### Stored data
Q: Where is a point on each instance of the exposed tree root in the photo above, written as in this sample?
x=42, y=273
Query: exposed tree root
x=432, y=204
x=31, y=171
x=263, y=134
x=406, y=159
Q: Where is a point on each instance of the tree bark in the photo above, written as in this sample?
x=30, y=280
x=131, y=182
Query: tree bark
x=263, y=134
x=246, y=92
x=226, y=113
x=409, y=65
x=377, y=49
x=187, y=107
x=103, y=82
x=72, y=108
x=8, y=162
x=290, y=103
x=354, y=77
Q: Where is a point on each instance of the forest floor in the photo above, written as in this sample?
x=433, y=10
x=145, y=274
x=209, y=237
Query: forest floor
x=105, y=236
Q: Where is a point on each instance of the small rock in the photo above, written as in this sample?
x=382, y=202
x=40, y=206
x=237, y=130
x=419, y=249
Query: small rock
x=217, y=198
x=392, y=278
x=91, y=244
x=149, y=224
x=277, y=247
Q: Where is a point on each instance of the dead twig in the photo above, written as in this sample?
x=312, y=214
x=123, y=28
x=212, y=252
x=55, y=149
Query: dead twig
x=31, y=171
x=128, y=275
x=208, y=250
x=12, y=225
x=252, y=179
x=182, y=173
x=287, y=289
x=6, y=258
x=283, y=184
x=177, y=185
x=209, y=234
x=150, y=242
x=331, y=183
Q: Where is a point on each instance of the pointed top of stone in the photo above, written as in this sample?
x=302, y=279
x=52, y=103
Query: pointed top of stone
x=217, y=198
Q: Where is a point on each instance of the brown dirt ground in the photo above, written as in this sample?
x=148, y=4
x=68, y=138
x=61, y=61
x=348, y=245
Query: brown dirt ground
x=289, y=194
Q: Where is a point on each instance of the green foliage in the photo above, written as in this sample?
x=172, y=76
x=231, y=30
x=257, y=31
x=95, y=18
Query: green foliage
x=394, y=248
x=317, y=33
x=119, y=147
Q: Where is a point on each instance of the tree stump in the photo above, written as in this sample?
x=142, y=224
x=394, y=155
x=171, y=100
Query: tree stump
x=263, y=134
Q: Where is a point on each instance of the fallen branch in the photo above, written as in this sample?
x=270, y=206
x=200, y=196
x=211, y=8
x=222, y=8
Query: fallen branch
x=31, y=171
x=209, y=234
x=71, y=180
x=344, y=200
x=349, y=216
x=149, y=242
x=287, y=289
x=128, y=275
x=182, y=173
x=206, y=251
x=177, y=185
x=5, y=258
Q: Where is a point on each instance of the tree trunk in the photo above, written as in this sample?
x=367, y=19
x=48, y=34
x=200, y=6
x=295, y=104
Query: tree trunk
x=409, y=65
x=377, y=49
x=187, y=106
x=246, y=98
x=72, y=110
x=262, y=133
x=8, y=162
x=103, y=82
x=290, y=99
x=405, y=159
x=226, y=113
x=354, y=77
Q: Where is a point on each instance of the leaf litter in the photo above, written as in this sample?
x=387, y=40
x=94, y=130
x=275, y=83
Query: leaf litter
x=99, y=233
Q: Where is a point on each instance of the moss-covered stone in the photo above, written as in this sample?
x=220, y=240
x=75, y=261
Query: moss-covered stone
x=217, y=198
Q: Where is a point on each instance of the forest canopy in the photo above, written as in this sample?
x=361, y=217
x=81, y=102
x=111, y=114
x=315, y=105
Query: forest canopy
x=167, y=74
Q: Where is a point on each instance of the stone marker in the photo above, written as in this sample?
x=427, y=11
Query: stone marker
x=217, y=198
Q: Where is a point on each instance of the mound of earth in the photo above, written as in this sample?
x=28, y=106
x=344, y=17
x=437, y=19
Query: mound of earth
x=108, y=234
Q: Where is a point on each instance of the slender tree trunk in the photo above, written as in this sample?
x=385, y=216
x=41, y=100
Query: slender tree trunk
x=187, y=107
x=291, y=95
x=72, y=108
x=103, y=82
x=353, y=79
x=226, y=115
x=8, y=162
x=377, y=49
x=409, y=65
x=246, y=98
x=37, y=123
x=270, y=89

### Exercise brief
Can you extract the data lines above, starting with the line that contains "Q: Where is a point on each instance of the stone" and going on through the end of the data, and repeat them word for word?

### Correct result
Q: Where is a point on each instance of the stone marker in the photo above, written as in this sample?
x=427, y=11
Query: stone marker
x=217, y=198
Q: Where is a point on each instance of the mound of earth in the photo above, written as in this sample?
x=28, y=106
x=344, y=17
x=437, y=19
Query: mound of earth
x=108, y=234
Q: Where is a point on each instance of the slender tree trunk in the photo above, written as in this sample?
x=385, y=216
x=41, y=100
Query: slender tree trunk
x=187, y=107
x=291, y=95
x=72, y=108
x=103, y=82
x=353, y=79
x=226, y=115
x=8, y=162
x=377, y=49
x=409, y=65
x=246, y=98
x=37, y=123
x=270, y=89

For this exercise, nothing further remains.